------ Task data ------

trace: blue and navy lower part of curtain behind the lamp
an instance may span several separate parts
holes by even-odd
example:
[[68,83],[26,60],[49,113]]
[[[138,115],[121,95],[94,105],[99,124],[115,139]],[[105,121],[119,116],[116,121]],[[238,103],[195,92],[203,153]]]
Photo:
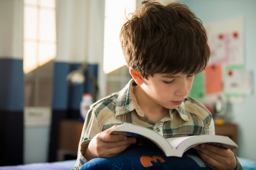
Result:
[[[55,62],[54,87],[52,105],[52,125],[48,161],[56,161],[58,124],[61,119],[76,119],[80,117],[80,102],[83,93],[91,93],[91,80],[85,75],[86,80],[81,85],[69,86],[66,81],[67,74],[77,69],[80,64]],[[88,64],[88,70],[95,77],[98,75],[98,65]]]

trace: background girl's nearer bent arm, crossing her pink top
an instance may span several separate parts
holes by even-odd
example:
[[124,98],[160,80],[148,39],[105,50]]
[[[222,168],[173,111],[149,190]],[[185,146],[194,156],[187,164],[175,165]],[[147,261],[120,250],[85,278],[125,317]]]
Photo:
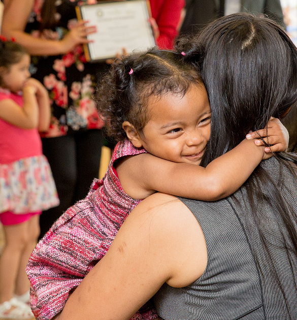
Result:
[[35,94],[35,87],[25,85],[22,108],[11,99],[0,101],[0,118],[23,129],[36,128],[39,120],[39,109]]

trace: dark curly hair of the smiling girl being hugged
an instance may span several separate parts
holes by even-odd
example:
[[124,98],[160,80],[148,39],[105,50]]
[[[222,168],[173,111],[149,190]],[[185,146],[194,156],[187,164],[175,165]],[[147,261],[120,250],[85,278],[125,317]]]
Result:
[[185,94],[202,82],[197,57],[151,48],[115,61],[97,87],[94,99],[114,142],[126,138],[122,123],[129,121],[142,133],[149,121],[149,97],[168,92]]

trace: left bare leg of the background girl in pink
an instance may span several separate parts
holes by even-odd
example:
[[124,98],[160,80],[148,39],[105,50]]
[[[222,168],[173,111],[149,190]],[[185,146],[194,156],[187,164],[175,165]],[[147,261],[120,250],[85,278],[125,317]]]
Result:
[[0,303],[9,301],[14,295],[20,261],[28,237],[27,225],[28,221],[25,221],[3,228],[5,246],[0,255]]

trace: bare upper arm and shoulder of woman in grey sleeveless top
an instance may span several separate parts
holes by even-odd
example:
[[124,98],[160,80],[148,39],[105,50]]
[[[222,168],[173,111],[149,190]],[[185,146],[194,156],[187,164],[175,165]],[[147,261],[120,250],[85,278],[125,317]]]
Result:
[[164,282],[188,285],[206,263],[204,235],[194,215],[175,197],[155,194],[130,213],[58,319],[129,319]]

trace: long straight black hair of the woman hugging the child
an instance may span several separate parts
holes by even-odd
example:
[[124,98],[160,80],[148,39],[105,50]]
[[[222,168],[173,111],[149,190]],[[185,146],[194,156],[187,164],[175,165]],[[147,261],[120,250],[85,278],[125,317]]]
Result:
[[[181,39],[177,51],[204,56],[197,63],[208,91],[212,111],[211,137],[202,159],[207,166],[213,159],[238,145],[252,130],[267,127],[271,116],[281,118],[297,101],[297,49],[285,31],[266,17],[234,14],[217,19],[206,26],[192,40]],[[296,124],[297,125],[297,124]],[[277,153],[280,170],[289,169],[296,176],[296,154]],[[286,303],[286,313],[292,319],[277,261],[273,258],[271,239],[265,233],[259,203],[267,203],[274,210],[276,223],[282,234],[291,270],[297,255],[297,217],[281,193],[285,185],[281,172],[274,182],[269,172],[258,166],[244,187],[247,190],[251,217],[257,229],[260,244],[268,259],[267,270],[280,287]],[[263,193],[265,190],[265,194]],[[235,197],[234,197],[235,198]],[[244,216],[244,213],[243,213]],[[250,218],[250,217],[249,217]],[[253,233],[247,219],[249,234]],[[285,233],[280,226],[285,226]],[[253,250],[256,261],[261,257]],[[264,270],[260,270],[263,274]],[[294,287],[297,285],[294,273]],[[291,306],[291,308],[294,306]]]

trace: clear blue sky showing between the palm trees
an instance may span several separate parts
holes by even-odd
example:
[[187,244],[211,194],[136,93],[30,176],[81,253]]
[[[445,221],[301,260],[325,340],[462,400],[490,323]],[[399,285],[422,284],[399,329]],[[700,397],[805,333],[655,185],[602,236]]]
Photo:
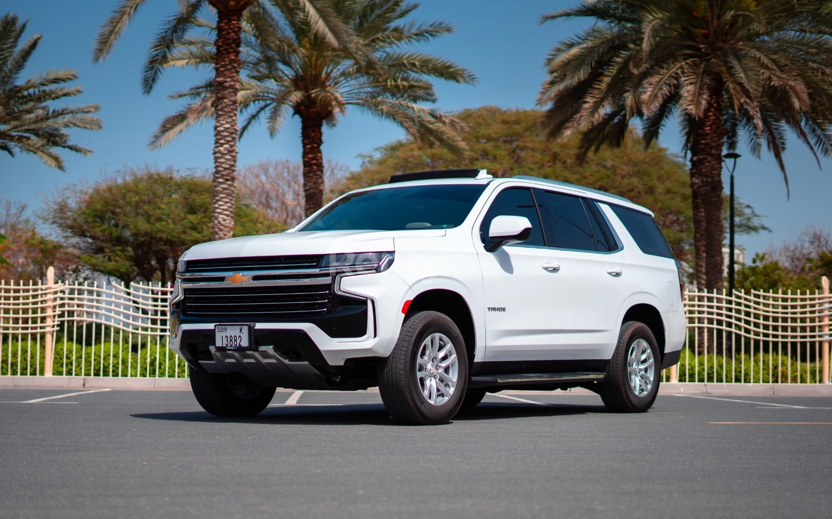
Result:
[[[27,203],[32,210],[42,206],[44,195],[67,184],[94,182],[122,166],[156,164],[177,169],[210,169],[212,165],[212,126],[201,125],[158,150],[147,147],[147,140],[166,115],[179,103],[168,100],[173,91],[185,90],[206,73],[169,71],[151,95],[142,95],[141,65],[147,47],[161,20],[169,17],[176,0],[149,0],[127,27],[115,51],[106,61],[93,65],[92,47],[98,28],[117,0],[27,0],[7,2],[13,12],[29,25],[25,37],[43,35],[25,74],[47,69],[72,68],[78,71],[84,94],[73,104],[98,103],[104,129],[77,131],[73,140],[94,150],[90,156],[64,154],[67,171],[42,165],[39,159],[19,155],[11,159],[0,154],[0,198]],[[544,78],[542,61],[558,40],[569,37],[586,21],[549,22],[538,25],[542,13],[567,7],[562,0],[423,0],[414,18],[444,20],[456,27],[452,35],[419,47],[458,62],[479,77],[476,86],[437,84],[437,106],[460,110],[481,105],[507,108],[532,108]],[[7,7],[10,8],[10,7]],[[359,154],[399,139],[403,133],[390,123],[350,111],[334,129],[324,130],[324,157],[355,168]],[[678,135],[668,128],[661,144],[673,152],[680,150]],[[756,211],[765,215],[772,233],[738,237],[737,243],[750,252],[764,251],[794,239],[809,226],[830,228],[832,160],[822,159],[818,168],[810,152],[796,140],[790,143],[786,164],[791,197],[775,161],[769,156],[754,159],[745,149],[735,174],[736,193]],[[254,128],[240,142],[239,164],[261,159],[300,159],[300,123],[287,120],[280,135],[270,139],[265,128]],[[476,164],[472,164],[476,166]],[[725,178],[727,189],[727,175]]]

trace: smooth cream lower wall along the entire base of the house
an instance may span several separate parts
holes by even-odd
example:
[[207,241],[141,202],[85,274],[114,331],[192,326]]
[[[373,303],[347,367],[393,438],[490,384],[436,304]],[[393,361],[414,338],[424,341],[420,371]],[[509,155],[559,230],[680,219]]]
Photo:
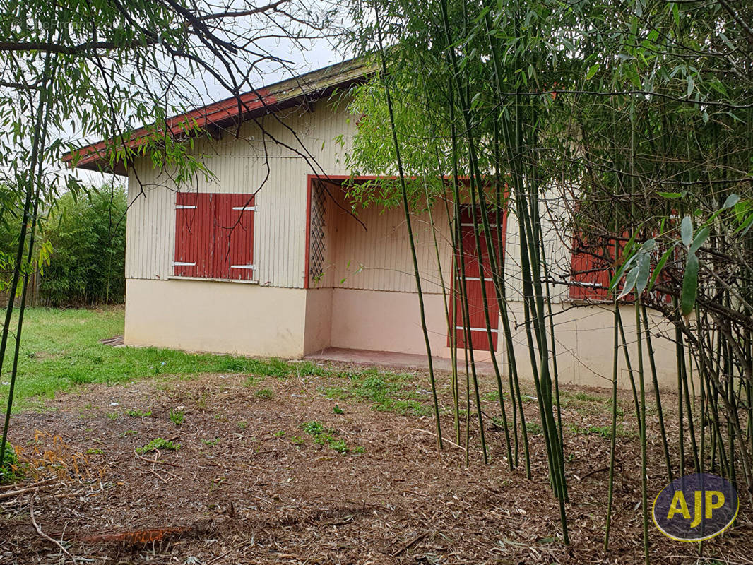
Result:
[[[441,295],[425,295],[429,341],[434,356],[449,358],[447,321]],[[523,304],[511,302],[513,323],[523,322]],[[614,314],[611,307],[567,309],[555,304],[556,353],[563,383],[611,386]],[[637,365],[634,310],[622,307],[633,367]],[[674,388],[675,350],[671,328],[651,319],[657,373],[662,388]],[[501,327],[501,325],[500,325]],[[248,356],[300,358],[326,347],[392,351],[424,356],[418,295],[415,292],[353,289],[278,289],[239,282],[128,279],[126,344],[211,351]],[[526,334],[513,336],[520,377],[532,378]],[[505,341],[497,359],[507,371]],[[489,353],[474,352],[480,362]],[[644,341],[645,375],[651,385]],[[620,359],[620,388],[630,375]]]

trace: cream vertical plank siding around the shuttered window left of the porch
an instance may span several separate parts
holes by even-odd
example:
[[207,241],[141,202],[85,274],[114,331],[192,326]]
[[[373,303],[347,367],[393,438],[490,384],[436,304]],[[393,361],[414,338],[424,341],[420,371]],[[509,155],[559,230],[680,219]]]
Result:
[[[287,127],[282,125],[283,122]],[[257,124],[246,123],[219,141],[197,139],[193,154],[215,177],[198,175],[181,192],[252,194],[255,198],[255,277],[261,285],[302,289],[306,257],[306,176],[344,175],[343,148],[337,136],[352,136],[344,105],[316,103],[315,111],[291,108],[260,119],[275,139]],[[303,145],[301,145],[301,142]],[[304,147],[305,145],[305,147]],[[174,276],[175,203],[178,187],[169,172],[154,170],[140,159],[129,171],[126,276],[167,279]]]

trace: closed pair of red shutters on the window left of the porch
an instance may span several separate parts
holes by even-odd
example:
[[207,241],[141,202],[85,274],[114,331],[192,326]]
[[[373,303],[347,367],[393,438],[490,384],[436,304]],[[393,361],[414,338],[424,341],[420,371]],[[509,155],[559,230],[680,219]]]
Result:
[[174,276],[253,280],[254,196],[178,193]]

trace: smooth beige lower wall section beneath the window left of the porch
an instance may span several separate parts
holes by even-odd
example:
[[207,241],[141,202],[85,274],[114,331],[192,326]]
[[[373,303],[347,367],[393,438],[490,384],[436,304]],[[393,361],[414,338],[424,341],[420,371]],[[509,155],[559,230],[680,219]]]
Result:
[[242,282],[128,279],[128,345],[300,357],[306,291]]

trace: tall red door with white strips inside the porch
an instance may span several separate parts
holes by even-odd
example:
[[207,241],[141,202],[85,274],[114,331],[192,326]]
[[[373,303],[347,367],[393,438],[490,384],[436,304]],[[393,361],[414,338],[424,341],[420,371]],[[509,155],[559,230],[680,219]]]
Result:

------

== Exercise requirements ==
Wherever the string "left" appears in the entries above, list that line.

== Answer box ==
trace: left bare leg of the background girl in pink
trace: cream vertical plank siding around the shuttered window left of the porch
trace: closed pair of red shutters on the window left of the porch
trace: smooth beige lower wall section beneath the window left of the porch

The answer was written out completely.